Los últimos consejos y censuras acerca del uso inadecuado de palabras y expresiones periodísticas que don Amando de Miguel expone con su habitual claridad y concisión, me han hecho recordar una anécdota sobre la técnica de la columna periodística, literaria o de opinión, que refería en uno de sus libros Francisco Umbral.

Contaba Umbral que, en sus primeros pasos en Madrid, cuando apenas despuntaba su vocación literaria, frecuentaba el Café Gijón en el que, antes de mudarse al café Teide, siempre escribía sus artículos César González Ruano, el periodista más célebre y popular de su época y con el que llegó a trabar amistad y admirar su portentosa facilidad para escribir los artículos de los que vivía, con hermosa caligrafía y sin corregir nada, como recuerda uno de sus principales discípulos, Manuel Alcántara, en el maravilloso prólogo del libro de González Ruano “Mi medio siglo se confiesa a medias”.

Umbral contaba que, en cierta ocasión, le había preguntado cómo era posible escribir, casi en escritura automática, dos o tres artículos diarios, y luego dedicarse a lo que de verdad le interesaba, indagar como un diablo cojuelo en las vidas de los personajes, “gentes de condición plural”, como decía él mismo, del Madrid de su tiempo.

González Ruano era consciente de que había vendido su alma literaria para alcanzar la fama con el periodismo que practicaba, popular y muchas veces frívolo, pagando el precio de la secreta gloria literaria que nunca terminó de alcanzar. En su género, artesanal e inevitablemente efímero, consiguió, eso sí, fama y dinero, y algún consuelo debió proporcionarle, caprichoso y manirroto como era esto último.

El mefistofélico González-Ruano, como un viejo demonio literario, le contó su secreto a Umbral, y más o menos vino a decirle: “Mire usted, Umbral, los artículos periodísticos son como las morcillas: los ata usted muy bien al principio y al final… y en medio, pone usted lo que quiera…”.

Ese periodismo entreverado de literatura, servido en grajeas para desayunar, era el nacido del folletín francés del XIX, que floreció en el primer cuarto de siglo en España, heredero también de portentoso periodismo alemán, primera víctima del advenimiento de los nazis.

Uno de pioneros de aquel género Ludwig Börne, ya en 1823, como González Ruano al joven Umbral, daba públicamente su receta en un artículo titulado “El arte de convertirse en un escritor original en tres días”:

“Tomad unos folios y escribid ininterrumpidamente durante tres días, sin falsedad ni hipocresía, todo lo que se os pase por la cabeza. Escribid lo que pensáis de vosotros mismos, de vuestras mujeres, de la guerra con los turcos, del Juicio Final, de vuestros superiores, y una vez transcurridos esos tres días os quedaréis pasmados de la cantidad de ocurrencias inauditas que habéis tenido”.

La base del consejo la encontraba Börne en que “los pensamientos sublimes son congénitos a todas las mentes humanas, y también los pensamientos originales, porque con cada persona que nace se vuelve a crear el mundo”.

Prácticamente muerto el periodismo literario, y gravemente enfermo el periodismo en general, esta alquimia de la escritura tiene sus reglas. O las tenía. Antes los redactores jefes y los directores, se sentían celosos responsables de los productos de su periódico, hasta en sus más mínimos extremos. Ahora solo importan los catecismos y los argumentarios, y únicamente se castiga con severidad la herejía de la incorrección política, antes que los pecados contra la forma o el estilo. Y, además... se pone todo perdido de anacolutos.

## INSTRUCCIONES
1. Enumera todas las personas que aparecen mencionadas con nombre propio en el texto sobre la columna periodística.
2. Imprime, por favor, el fragmento del texto sobre la columna periodística que va desde "La base del" hasta "perdido de anacolutos.".
Responde basándote únicamente en el texto.

Registros de recuadros etiquetados:
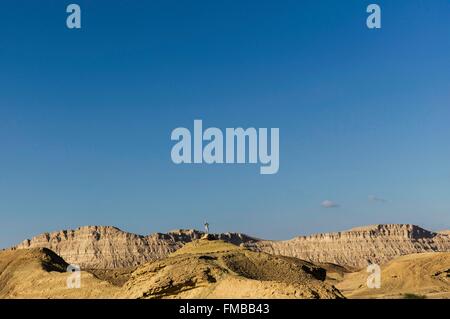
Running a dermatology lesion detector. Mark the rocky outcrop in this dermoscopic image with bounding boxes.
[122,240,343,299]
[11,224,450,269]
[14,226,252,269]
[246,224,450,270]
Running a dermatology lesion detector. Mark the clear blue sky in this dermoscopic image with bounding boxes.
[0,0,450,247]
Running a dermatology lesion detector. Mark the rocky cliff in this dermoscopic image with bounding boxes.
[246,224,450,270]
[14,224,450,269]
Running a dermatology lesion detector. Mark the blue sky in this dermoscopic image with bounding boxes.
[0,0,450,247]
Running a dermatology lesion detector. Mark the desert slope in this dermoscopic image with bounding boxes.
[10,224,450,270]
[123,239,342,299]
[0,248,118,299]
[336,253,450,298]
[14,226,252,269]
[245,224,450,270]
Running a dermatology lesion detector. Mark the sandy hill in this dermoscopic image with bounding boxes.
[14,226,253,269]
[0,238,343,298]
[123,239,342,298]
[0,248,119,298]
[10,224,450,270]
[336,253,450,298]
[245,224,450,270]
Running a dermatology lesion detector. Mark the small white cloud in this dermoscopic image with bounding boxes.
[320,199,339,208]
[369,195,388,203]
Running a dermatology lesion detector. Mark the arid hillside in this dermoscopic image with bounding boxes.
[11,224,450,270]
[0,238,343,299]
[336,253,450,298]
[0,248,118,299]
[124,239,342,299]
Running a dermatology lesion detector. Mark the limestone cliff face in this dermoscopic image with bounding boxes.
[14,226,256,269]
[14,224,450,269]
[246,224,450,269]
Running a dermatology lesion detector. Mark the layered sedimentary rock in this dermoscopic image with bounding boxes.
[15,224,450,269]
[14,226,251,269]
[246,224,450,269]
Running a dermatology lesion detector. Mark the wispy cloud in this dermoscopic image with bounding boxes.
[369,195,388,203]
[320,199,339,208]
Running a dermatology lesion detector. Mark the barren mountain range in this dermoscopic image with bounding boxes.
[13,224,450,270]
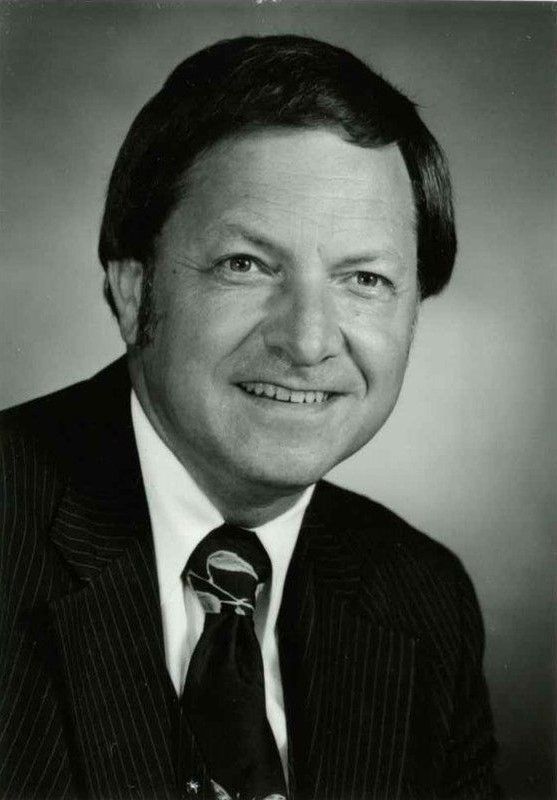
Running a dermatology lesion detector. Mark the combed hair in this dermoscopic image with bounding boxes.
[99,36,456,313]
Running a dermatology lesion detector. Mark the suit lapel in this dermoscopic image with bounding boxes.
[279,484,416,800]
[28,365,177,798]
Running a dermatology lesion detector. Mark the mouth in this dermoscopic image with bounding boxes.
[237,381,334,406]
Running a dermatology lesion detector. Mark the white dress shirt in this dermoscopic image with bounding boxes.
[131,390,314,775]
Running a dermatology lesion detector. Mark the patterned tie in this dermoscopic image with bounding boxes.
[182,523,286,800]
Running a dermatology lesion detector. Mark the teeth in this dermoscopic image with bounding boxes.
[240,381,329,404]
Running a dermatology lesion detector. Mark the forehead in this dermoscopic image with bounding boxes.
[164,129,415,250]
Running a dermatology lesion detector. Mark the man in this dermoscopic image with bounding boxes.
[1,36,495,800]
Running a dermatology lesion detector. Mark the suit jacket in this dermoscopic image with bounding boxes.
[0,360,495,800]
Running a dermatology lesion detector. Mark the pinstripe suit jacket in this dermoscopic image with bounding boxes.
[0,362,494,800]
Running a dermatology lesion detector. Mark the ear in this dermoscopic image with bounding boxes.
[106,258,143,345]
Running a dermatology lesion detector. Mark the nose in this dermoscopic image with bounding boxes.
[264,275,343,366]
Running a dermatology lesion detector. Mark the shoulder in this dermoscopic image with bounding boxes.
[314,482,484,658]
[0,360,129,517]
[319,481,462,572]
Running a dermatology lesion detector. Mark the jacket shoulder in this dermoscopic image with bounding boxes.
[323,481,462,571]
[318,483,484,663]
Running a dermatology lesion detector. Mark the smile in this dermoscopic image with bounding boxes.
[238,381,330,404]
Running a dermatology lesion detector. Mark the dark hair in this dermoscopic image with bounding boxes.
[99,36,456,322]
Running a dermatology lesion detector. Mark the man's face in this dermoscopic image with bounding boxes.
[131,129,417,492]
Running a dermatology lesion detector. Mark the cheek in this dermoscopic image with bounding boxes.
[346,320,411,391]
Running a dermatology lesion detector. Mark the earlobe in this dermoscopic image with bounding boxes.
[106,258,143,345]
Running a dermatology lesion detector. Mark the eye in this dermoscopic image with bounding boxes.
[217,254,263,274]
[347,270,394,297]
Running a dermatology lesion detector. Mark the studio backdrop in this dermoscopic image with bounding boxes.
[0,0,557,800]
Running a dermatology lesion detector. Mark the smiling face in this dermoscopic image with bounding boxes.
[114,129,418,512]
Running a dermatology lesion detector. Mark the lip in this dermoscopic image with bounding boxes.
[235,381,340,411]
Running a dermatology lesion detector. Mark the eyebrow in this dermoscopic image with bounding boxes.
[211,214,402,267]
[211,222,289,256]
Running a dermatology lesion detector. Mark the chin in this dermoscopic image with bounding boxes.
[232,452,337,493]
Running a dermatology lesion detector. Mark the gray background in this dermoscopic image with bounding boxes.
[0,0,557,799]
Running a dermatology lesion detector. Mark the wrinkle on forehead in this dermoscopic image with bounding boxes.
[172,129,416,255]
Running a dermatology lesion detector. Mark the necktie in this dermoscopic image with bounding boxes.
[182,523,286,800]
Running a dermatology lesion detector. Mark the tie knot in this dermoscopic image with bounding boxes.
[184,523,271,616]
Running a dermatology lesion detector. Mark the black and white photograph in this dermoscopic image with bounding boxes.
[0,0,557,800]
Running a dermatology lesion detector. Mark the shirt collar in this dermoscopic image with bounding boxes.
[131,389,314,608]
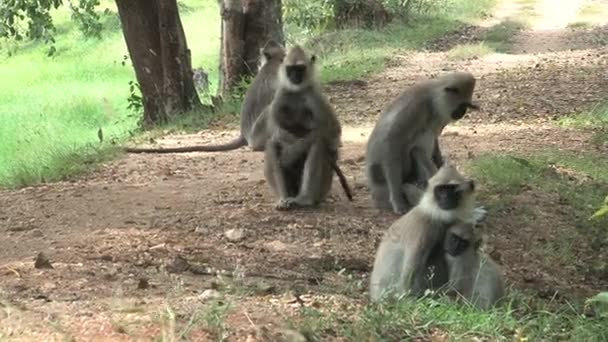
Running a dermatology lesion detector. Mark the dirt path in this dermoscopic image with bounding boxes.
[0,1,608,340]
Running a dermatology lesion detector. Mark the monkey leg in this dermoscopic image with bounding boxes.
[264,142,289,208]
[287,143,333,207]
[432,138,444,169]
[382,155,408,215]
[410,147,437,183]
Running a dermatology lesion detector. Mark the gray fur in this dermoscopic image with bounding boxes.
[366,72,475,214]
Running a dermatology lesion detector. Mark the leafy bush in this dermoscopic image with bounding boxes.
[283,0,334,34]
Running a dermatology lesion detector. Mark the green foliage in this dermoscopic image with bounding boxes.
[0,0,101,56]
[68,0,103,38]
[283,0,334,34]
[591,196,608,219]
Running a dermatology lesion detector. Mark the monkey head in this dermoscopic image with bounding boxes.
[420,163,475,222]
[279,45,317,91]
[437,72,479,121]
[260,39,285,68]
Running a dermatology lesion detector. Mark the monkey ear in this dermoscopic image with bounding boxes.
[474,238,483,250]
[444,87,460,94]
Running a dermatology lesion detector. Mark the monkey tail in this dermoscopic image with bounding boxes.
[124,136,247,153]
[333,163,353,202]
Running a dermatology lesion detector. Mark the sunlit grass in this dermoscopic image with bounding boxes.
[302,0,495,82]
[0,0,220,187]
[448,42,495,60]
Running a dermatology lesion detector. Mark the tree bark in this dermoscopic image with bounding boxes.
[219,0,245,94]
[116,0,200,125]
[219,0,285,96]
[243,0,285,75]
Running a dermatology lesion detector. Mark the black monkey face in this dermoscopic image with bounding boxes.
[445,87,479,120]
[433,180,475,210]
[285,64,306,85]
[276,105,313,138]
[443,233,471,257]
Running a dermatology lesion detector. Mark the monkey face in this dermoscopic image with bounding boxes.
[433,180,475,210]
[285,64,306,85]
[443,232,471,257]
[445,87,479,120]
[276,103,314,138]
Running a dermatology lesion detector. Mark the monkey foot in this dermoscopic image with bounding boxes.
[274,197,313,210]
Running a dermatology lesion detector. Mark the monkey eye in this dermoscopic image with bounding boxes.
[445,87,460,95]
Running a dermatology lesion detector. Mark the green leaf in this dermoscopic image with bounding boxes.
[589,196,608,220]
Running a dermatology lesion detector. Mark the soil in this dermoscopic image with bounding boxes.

## SOLUCIONES DEL EJERCICIO
1.
- Amando de Miguel
- Francisco Umbral
- César González Ruano
- Manuel Alcántara
- Ludwig Börne

2.
La base del consejo la encontraba Börne en que “los pensamientos sublimes son congénitos a todas las mentes humanas, y también los pensamientos originales, porque con cada persona que nace se vuelve a crear el mundo”.

Prácticamente muerto el periodismo literario, y gravemente enfermo el periodismo en general, esta alquimia de la escritura tiene sus reglas. O las tenía. Antes los redactores jefes y los directores, se sentían celosos responsables de los productos de su periódico, hasta en sus más mínimos extremos. Ahora solo importan los catecismos y los argumentarios, y únicamente se castiga con severidad la herejía de la incorrección política, antes que los pecados contra la forma o el estilo. Y, además... se pone todo perdido de anacolutos.